■ What the task asks ■
Substitute "places" for "picks out" everywhere it occurs in the entries below, and reproduce them otherwise unchanged. Leave the pictures out of your answer.

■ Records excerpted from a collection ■

Begin

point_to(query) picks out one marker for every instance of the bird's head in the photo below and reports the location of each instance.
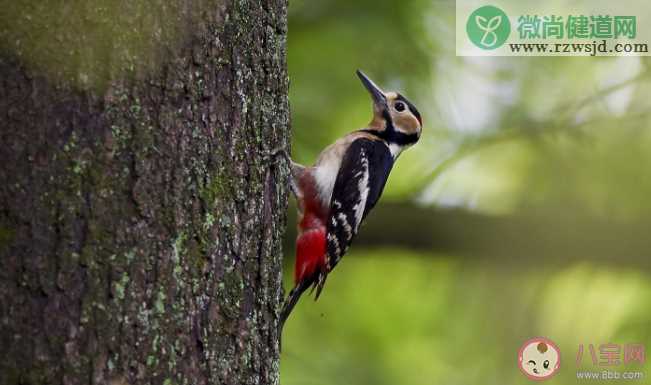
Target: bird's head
(395, 118)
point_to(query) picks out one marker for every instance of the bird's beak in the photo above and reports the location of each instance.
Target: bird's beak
(375, 91)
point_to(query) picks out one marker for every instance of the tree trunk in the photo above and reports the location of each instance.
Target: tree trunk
(141, 216)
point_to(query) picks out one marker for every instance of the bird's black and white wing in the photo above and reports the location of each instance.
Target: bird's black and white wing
(361, 178)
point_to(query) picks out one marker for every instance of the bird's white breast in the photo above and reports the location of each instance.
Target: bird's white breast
(325, 175)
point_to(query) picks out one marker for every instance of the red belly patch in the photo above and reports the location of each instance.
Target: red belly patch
(310, 253)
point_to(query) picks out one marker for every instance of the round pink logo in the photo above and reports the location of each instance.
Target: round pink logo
(539, 358)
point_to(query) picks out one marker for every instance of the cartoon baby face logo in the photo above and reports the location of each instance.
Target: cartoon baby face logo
(539, 358)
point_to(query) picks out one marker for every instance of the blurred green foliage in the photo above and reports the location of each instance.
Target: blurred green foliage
(502, 136)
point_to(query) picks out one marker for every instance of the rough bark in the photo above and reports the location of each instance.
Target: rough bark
(140, 217)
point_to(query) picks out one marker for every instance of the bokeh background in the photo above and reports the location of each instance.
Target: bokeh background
(522, 212)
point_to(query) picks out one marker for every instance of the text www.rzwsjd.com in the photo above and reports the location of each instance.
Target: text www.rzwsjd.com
(592, 49)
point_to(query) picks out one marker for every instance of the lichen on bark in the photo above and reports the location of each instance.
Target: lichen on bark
(141, 216)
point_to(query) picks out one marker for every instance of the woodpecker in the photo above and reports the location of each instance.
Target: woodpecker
(338, 191)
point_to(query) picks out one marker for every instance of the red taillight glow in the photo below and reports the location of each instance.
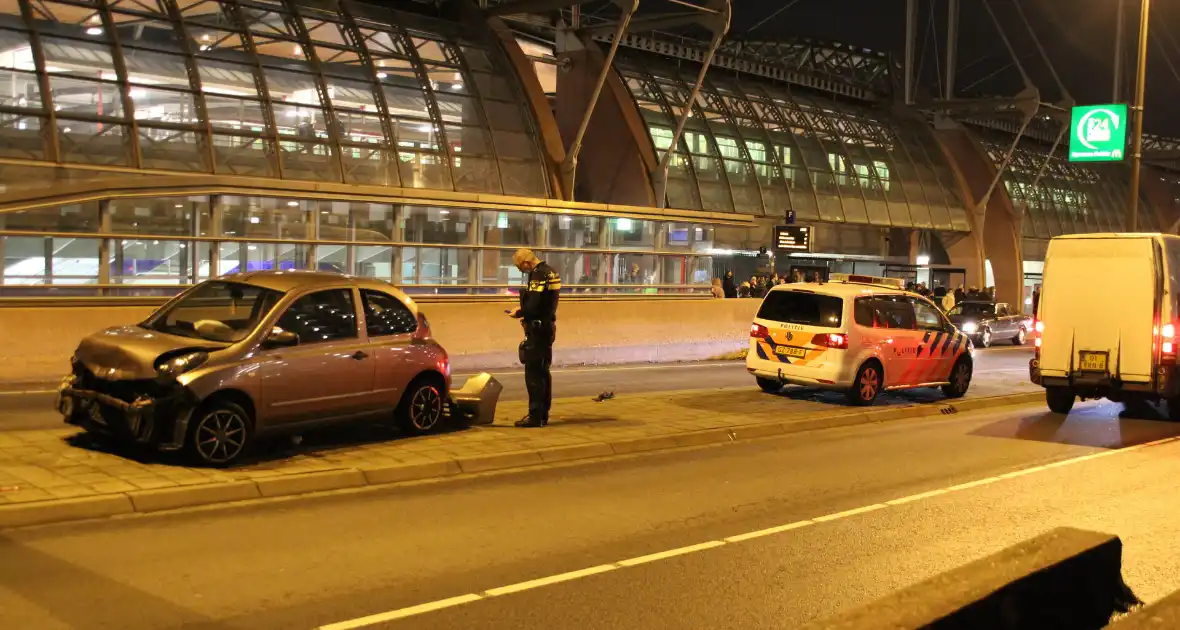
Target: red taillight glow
(831, 340)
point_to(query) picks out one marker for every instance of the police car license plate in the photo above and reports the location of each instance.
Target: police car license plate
(788, 350)
(1092, 361)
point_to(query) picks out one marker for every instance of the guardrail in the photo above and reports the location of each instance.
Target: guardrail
(1066, 579)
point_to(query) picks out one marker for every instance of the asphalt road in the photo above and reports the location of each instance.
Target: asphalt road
(314, 562)
(34, 411)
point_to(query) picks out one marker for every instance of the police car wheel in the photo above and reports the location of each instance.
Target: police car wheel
(866, 386)
(769, 386)
(959, 380)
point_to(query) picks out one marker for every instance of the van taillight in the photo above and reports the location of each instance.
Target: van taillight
(1168, 345)
(831, 340)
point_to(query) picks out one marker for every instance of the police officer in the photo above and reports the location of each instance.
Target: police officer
(538, 316)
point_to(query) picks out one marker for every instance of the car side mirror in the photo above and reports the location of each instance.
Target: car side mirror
(281, 339)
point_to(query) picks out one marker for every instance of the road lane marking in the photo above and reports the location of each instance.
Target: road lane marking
(361, 622)
(546, 581)
(847, 513)
(768, 531)
(669, 553)
(393, 615)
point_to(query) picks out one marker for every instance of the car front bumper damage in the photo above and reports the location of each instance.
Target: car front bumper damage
(159, 420)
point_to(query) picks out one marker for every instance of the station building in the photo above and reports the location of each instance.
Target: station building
(150, 144)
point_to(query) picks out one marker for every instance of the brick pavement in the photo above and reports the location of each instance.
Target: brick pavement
(65, 464)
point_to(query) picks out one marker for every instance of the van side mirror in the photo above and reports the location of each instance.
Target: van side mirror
(280, 339)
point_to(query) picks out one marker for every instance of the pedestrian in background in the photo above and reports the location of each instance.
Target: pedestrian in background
(538, 317)
(728, 286)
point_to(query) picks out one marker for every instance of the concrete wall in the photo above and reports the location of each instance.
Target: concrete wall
(35, 343)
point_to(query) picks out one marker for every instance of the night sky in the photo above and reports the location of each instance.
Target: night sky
(1077, 34)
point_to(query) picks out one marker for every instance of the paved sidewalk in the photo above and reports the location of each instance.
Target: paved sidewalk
(38, 466)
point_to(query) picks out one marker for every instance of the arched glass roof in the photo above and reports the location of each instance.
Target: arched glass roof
(1068, 197)
(313, 90)
(759, 148)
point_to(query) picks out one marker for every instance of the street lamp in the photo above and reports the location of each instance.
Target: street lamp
(1136, 148)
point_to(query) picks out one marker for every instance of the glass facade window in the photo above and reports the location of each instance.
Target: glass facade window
(155, 245)
(756, 148)
(242, 87)
(1067, 197)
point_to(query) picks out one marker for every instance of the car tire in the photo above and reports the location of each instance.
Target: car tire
(959, 379)
(769, 386)
(220, 433)
(420, 409)
(867, 385)
(1060, 399)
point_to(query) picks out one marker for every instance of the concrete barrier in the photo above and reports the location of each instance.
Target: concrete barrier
(37, 342)
(1066, 578)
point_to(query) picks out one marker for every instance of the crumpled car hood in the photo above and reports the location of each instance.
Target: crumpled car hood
(130, 352)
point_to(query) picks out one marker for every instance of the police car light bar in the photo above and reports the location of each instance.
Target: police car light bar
(853, 279)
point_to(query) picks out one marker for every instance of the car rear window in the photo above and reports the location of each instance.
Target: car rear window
(802, 308)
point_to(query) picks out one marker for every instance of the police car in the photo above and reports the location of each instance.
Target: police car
(857, 334)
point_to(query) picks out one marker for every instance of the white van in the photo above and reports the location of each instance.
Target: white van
(857, 334)
(1106, 325)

End

■ Result below ■
point_to(query) places one marker for every instance of the bird's head in the photo below and reports the location of each instance.
Target: bird's head
(395, 118)
point_to(query) places one marker for every instance of the bird's beak in the photo above and reports the location of each instance.
Target: bird's beak
(375, 91)
point_to(query) places one marker for every instance of the tree trunk in the photo above and reports the location of each instance.
Target: tree trunk
(141, 216)
point_to(query) places one marker for every instance of the bird's black and white wing in the photo above and reports the location of each instance.
Target: bird's black and white wing
(361, 178)
point_to(query) places one marker for every instance of the bird's white breast in the photo above and reports the location of each instance.
Target: bird's white breast
(325, 175)
point_to(query) places one marker for every instance of the red belly patch in the photo above and reports the location of each instance.
Target: red belly patch
(310, 253)
point_to(query) places one marker for every instance of the round pink logo in the photo above and reports the location of each instance.
Target: round pink logo
(539, 358)
point_to(query) places one marker for every instance of the cartoon baby face logo in the photo above and reports the location of each instance.
Target: cartoon baby face logo
(539, 358)
point_to(query) places one marker for every instance of the blurred green foliage in the photo above and reports the location of each instance.
Target: blurred green foliage
(502, 136)
point_to(query) places one marker for every instance of the rough bark in the photo above and reports the location of each instance.
Target: rough bark
(140, 217)
point_to(query) places one marker for every instance of the bokeh background in the photo above and reports the location of each instance.
Target: bokeh background
(522, 212)
point_to(query) places one marker for every instance of the text www.rzwsjd.com in the photo above and reports the location of each instance.
Target: text www.rzwsjd.com
(592, 49)
point_to(query) places one marker for every instance of the lichen on bark in the photo above and reports the location of each instance.
Target: lichen on bark
(141, 216)
point_to(query) places one marker for every instance of the woodpecker in the photo above and reports the location of each instance.
Target: woodpecker
(338, 191)
point_to(query) places one marker for every instance of the red taillight glow in the photo below and reports the location of each instance.
Target: red taillight glow
(831, 340)
point_to(query) places one marker for every instance of the police car license plate in the photo above and reports the location of each instance.
Target: police car license plate
(788, 350)
(1092, 361)
point_to(query) places one marker for every instance of the guardrail in the photo above and reports the location of each instance.
Target: guardrail
(1066, 579)
point_to(query) places one marker for every instance of the asphalt road in the photo above and reports the location of each instance.
Target: asphalt road
(314, 562)
(34, 411)
point_to(query) places one marker for every instance of the police car wheel in the photo above and reports the location of each instance.
Target: police car wheel
(866, 386)
(769, 386)
(959, 380)
point_to(query) places one marker for every instance of the van taillight in the photo above and reports the location of each instance.
Target: van taillight
(1168, 345)
(831, 340)
point_to(query) places one marker for every instance of the police officer in the photo above and reports the location of each instance.
Target: police officer
(538, 316)
point_to(query) places one marker for every instance of the car side mirror in the photo above and reports the location of each instance.
Target: car side mirror
(281, 339)
point_to(query) places one marker for every instance of the road lane marking in the photo above and reports the location of each instance.
Target: road lane marking
(361, 622)
(546, 581)
(847, 513)
(768, 531)
(669, 553)
(393, 615)
point_to(query) places one marker for every instance of the car front bumper damage in the photo above and reports the location of each instance.
Target: car front bumper damage
(159, 420)
point_to(query) places one marker for every instance of the station building in the photo above and reports the location of each instance.
Target: station building
(150, 144)
point_to(query) places one marker for every instance of the brick pavement in the photo above and reports the location of each instance.
Target: brick pavement
(65, 464)
point_to(query) places one marker for every instance of the van side mirror in the photo above and reports the location of each instance.
Target: van side mirror
(280, 339)
point_to(query) places one marker for every instance of the pedestrian in background in the photo above and reports the location of each instance.
Target: pedestrian in background
(538, 317)
(728, 286)
point_to(query) places one marker for every instance of the concrete wall in the photo above and reports the location of each instance.
Target: concrete wall
(35, 343)
point_to(query) places one marker for every instance of the night sky in the photo above and reports the location of each instance.
Target: night sky
(1077, 34)
point_to(query) places one marker for every instance of the paved sidewalk in the photo above and reports the location of each instance.
Target: paved sidewalk
(38, 466)
point_to(query) places one marker for every instance of the arched glass roof in the photo above and reports the location of each instance.
Target: arched glass roof
(1068, 197)
(313, 90)
(759, 148)
point_to(query) places one marker for every instance of the street lamp in the photo above and reports the location of each instance.
Target: street lamp
(1136, 148)
point_to(query) places one marker for every instance of the glass facade window in the photo above and reports the location of each instance.
Target: glass facade window
(155, 245)
(756, 148)
(242, 87)
(1067, 197)
point_to(query) places one marker for every instance of the car tire in the photo above and reports the location of each instance.
Target: car tire
(959, 379)
(769, 386)
(220, 433)
(420, 409)
(867, 385)
(1060, 399)
point_to(query) places one marker for every instance of the concrete barrier in the photo above and reports the location of each instance.
Target: concrete barrier
(37, 342)
(1066, 578)
point_to(query) places one marker for every instance of the crumpled car hood in the photo above and reports the location of each instance.
Target: crumpled car hood
(130, 352)
point_to(query) places one marker for every instance of the police car light bar in the photo above and reports the location of each instance.
Target: police car light bar
(853, 279)
point_to(query) places one marker for every instance of the car rear window in the photo above and reports the location of each instance.
Target: car rear window
(802, 308)
point_to(query) places one marker for every instance of the police car in the photo above and reports the location of each instance.
Target: police car
(857, 334)
point_to(query) places one marker for every instance of the white van in the photo above and reports the location of each instance.
Target: white van
(857, 334)
(1106, 325)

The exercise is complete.